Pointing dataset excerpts
_ _ _ _ _ _ _

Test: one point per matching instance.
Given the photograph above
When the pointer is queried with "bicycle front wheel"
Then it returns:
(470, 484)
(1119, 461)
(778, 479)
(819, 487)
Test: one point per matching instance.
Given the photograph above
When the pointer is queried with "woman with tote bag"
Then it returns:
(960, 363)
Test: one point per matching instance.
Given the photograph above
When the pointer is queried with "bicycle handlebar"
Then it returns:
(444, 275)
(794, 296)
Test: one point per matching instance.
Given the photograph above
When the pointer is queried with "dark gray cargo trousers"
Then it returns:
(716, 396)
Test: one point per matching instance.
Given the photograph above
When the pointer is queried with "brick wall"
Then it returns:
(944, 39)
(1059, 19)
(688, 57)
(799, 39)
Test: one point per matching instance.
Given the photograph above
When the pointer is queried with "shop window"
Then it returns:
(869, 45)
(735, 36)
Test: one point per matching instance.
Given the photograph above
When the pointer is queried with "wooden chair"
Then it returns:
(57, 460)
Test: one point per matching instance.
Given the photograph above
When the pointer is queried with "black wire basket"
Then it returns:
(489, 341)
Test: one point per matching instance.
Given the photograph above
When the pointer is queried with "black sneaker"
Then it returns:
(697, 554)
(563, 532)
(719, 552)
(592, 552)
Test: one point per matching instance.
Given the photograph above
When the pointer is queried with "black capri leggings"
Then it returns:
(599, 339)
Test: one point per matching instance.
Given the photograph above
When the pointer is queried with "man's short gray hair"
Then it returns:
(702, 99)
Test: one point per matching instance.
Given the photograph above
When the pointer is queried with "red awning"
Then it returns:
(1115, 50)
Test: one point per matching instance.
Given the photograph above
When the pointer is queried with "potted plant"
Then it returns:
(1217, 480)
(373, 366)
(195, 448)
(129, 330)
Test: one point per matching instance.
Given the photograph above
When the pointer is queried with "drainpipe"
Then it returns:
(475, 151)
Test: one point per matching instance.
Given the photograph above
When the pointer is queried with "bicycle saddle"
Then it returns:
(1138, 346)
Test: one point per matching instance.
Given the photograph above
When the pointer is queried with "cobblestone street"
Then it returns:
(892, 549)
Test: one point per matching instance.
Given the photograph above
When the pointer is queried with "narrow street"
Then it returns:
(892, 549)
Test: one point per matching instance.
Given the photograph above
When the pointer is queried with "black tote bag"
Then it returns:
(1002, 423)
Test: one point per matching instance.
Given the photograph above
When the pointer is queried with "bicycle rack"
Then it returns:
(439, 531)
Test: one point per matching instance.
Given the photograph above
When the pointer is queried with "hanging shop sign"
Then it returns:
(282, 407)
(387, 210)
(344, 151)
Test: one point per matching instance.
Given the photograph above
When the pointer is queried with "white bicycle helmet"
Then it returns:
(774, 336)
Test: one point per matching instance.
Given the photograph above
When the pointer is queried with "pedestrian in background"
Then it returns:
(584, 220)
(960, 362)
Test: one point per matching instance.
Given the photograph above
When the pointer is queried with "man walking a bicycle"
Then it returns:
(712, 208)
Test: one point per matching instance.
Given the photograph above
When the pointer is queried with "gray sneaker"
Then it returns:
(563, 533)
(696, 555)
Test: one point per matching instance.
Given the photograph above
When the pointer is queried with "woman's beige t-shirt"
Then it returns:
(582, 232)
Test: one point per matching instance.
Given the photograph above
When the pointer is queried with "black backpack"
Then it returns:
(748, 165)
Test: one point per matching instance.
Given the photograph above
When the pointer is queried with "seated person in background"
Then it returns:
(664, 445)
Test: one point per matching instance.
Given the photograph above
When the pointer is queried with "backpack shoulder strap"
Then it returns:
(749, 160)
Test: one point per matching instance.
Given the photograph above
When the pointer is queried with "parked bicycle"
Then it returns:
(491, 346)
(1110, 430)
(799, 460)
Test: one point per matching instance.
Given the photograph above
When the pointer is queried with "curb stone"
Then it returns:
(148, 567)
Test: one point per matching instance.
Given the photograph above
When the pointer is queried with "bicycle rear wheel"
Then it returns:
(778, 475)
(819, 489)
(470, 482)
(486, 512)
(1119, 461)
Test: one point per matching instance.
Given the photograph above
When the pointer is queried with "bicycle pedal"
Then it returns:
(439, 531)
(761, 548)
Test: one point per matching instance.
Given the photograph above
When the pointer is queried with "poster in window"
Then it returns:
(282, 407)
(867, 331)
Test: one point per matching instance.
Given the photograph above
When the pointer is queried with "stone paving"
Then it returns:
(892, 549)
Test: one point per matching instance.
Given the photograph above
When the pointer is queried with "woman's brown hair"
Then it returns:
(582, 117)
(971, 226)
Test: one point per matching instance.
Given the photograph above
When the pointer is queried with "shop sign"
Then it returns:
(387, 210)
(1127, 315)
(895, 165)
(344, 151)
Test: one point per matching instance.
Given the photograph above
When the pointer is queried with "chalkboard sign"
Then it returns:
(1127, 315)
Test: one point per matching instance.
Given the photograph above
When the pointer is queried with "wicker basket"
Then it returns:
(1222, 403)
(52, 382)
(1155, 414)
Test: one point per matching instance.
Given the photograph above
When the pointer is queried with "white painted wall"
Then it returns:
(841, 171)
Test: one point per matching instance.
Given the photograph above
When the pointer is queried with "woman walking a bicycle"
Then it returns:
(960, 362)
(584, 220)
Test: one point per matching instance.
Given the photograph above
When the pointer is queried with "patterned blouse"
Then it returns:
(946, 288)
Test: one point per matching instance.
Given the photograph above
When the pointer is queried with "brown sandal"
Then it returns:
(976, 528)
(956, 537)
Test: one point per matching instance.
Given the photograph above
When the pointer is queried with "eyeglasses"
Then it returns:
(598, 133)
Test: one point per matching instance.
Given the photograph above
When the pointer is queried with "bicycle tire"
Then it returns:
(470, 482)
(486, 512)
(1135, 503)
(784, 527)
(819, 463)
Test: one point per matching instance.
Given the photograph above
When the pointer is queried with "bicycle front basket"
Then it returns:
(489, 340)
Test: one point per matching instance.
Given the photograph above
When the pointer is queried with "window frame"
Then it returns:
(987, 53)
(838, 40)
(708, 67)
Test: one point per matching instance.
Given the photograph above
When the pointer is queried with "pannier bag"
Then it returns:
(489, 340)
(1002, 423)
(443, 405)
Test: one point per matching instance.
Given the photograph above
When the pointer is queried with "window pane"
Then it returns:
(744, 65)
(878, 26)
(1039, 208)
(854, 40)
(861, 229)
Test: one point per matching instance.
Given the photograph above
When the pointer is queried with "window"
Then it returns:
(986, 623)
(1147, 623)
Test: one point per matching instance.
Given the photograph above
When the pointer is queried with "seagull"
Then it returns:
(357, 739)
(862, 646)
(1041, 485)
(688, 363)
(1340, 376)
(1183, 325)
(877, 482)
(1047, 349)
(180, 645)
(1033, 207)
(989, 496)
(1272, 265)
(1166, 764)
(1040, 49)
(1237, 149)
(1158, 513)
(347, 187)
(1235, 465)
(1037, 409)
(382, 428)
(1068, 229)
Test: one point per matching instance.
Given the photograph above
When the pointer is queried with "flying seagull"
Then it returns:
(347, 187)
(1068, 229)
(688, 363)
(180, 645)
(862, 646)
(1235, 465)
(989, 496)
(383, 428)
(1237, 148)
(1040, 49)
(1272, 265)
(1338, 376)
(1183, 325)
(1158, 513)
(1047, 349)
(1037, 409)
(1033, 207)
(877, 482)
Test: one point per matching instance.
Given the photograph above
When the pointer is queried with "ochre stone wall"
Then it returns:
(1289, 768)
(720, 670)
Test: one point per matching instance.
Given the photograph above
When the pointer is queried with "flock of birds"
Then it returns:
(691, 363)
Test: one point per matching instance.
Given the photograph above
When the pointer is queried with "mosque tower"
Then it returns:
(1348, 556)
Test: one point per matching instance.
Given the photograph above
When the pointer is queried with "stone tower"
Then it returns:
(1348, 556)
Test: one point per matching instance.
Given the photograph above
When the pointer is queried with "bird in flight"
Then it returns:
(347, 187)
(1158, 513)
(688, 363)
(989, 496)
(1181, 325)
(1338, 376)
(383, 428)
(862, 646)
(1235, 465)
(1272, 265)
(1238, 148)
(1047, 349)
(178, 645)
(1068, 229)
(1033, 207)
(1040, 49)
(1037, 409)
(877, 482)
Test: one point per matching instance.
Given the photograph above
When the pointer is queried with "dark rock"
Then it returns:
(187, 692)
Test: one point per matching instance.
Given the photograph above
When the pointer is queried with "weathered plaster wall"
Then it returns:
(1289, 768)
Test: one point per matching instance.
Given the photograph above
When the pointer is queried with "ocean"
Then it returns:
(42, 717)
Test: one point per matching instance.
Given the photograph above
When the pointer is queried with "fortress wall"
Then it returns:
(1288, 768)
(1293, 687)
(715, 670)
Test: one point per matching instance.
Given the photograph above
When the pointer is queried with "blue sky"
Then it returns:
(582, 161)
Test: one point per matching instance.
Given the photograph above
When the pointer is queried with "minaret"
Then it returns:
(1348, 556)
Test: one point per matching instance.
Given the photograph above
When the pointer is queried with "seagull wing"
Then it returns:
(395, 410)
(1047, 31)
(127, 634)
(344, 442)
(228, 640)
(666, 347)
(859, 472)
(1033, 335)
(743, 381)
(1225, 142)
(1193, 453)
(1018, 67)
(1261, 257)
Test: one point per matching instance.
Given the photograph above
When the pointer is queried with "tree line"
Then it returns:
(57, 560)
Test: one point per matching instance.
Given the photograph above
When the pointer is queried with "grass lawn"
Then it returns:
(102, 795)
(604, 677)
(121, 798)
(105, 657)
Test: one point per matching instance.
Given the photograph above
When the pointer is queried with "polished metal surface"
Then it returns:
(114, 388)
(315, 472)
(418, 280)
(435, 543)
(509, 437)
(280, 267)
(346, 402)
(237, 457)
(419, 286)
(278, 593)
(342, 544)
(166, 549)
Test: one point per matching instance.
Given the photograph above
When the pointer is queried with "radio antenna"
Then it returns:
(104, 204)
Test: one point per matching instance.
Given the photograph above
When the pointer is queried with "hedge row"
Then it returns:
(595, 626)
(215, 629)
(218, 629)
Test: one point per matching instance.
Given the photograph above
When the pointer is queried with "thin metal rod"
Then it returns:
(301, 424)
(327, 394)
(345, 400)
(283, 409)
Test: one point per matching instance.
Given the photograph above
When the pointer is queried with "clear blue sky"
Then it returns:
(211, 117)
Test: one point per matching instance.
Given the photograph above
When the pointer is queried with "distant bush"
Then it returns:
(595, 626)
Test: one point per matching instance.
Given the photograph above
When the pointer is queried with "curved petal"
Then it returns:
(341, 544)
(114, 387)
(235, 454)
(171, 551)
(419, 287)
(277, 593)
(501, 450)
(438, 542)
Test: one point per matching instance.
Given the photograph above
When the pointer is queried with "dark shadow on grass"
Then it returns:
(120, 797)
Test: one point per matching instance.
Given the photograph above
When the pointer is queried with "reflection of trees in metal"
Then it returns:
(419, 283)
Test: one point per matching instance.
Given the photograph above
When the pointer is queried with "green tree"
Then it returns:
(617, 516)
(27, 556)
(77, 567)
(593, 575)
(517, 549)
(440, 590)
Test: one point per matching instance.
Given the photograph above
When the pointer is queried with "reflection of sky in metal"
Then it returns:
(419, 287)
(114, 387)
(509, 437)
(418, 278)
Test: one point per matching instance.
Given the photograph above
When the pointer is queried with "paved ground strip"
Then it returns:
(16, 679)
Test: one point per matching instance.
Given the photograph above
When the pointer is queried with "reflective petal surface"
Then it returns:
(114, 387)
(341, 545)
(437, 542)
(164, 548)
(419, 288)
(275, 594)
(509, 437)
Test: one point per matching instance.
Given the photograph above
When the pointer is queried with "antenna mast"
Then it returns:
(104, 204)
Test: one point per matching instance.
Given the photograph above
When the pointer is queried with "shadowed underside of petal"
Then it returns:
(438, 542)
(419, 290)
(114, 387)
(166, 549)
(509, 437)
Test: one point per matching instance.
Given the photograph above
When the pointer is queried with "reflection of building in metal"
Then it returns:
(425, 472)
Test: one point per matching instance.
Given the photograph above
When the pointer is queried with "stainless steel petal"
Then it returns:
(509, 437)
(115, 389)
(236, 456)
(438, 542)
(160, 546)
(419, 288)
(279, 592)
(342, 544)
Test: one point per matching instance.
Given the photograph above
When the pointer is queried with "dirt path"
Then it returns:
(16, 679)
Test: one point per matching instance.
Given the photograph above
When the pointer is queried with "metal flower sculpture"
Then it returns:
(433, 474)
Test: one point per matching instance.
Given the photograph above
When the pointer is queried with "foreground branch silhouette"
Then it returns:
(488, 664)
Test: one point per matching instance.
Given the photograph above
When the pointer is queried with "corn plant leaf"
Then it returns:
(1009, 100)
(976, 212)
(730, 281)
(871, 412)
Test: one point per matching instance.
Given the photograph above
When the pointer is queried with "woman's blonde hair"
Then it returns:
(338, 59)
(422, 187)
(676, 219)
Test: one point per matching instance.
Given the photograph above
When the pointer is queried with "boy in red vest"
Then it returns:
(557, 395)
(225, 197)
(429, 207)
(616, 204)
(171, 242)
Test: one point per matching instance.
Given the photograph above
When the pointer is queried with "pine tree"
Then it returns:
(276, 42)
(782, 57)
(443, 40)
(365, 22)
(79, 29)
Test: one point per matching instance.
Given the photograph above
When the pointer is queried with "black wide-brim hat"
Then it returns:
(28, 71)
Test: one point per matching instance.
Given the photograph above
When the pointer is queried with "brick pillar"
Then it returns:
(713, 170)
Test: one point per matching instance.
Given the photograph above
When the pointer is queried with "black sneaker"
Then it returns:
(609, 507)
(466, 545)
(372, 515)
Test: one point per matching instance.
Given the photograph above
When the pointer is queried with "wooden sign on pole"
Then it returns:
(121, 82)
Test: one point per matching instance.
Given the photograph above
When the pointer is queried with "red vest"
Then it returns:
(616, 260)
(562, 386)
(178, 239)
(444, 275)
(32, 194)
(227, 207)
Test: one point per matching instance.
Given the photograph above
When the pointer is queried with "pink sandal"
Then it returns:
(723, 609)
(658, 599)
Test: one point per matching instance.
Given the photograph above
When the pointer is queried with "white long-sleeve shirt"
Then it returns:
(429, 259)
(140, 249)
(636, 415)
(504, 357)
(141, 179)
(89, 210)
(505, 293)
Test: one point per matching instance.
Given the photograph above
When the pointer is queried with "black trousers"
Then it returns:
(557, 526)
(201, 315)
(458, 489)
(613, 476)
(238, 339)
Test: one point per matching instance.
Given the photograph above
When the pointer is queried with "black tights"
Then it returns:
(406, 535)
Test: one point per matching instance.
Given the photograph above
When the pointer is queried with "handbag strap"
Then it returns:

_ _ _ _ _ _ _

Written instruction – Extract every line above that contains the string "strap" and copy each one in full.

Written reply –
When the pointer is queried with "backpack shoulder strap"
When the pointer is queried with "handbag strap"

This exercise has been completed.